- [Textabschnitt]:
· · · · ·

Einem anerkannten Flüchtling darf nicht die Abschiebung angedroht werden, auch nicht in einen Drittstaat.

Schlagwörter: Verfahrensrecht, Abschiebungsandrohung, Konventionsflüchtlinge, Ausreisepflicht
Normen: AsylVfG § 34 Abs. 1; AufenthG § 60 Abs. 10
Auszüge:

[...]

Hinsichtlich des noch zur Entscheidung gestellten verbleibenden Streitgegenstandes ist die als Anfechtungsklage statthafte Klage zulässig und begründet. Die Abschiebungsandrohung ist rechtswidrig und verletzt die Klägerin in ihren Rechten (§ 113 Abs. 1 S. 1 VwGO).

Voraussetzung für eine asylverfahrensrechtliche Abschiebungsandrohung gem. § 34 Abs. 1 S. 1 AsylVfG ist seit dem Inkrafttreten des Richtlinienumsetzungsgesetzes 2007 u.a., dass dem Ausländer nicht gem. § 3 AsylVfG i.V.m. § 60 Abs. 1 AufenthG die Flüchtlingseigenschaft zuerkannt wurde (vgl. Roth, in: Hailbronner, AuslR, 64. Akt. Juni 2009, § 34 Rdnr. 1, 20; Funke-Kaiser, in: GK-AsylVfG, Stand: Nov. 2007, § 34 Rdnr. 48, 101). Im vorliegenden Fall hat die Beklagte mit Bescheid vom 27.07.2009 der Klägerin die Flüchtlingseigenschaft zuerkannt (§ 3 Abs. 4 AsylVfG). Es fehlt somit an einer Voraussetzung für den Erlass einer Abschiebungsandrohung gem. § 34 Abs. 1 S. 1 AsylVfG.

Der Klägerin durfte die Abschiebung in die Russische Föderation auch nicht gem. § 34 Abs. 1 S. 1 AsylVfG i.V.m. § 60 Abs. 10 AufenthG angedroht werden. Ausweislich des Wortlautes des § 34 Abs. 1 S. 1 AsylVfG gilt die Verweisung auf § 60 Abs. 10 AufenthG nur in Fällen, in denen dem Betroffenen die Flüchtlingseigenschaft nicht zuerkannt wurde. Damit verbleiben für den Erlass einer Abschiebungsandrohung nach § 34 Abs. 1 S. 1 AsylVfG i.V.m. § 60 Abs. 10 AufenthG im Wesentlichen solche Konstellationen, in denen trotz Vorliegens der Voraussetzungen des § 60 Abs. 1 S. 1 AufenthG z.B. gem. § 3 Abs. 2 AsylVfG die Flüchtlingseigenschaft nicht zuerkannt wurde (vgl. Marx, AsylVfG, 7. Auf). 2009, § 34 Rdnr. 26 f.).

· · · · ·

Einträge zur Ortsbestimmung
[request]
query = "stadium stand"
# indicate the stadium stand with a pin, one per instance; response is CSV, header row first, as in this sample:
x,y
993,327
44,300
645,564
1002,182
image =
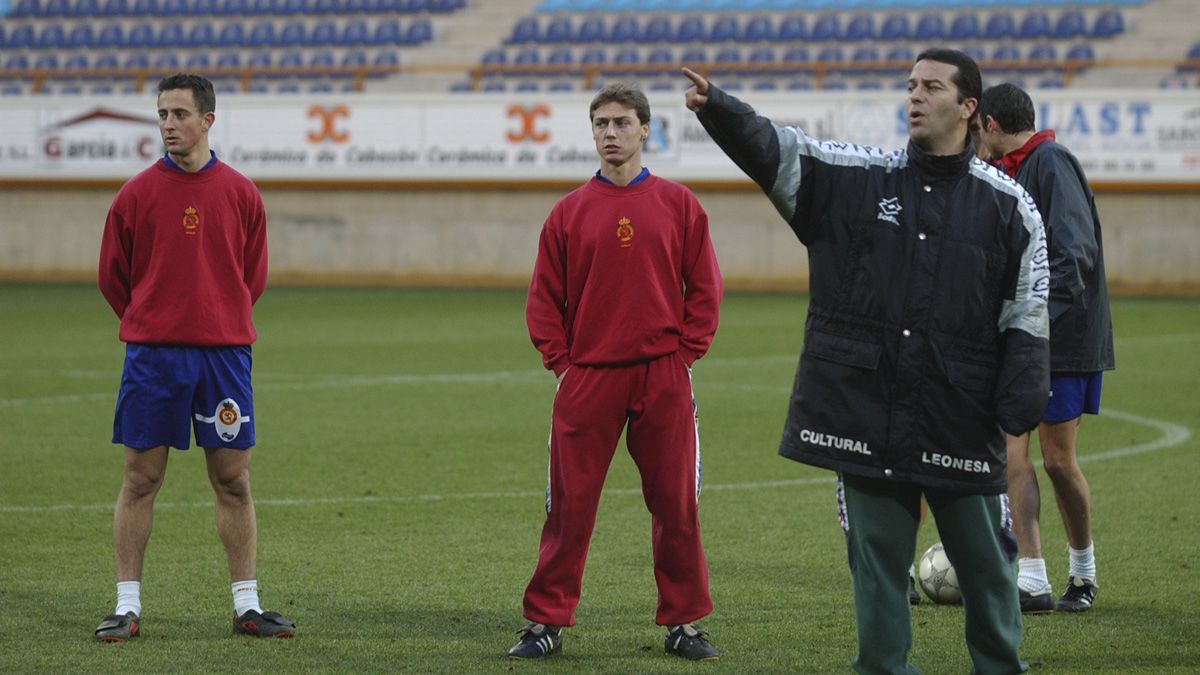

· · · · ·

- [Zu erledigende Aufgaben]:
A. Gib den Text zur Abschiebungsandrohung von „Voraussetzung für eine“ bis einschließlich „S. 1 AsylVfG.“ wortgetreu wieder.
B. Übertrage sämtliche Einträge zur Ortsbestimmung Zeile für Zeile unverändert und lass die Bilder in deiner Antwort weg.
Der Text und die Einträge stehen in keinem Zusammenhang miteinander.

- [Erwartete Ergebnisse]:
A.
Voraussetzung für eine asylverfahrensrechtliche Abschiebungsandrohung gem. § 34 Abs. 1 S. 1 AsylVfG ist seit dem Inkrafttreten des Richtlinienumsetzungsgesetzes 2007 u.a., dass dem Ausländer nicht gem. § 3 AsylVfG i.V.m. § 60 Abs. 1 AufenthG die Flüchtlingseigenschaft zuerkannt wurde (vgl. Roth, in: Hailbronner, AuslR, 64. Akt. Juni 2009, § 34 Rdnr. 1, 20; Funke-Kaiser, in: GK-AsylVfG, Stand: Nov. 2007, § 34 Rdnr. 48, 101). Im vorliegenden Fall hat die Beklagte mit Bescheid vom 27.07.2009 der Klägerin die Flüchtlingseigenschaft zuerkannt (§ 3 Abs. 4 AsylVfG). Es fehlt somit an einer Voraussetzung für den Erlass einer Abschiebungsandrohung gem. § 34 Abs. 1 S. 1 AsylVfG.

B.
[request]
query = "stadium stand"
# indicate the stadium stand with a pin, one per instance; response is CSV, header row first, as in this sample:
x,y
993,327
44,300
645,564
1002,182
image =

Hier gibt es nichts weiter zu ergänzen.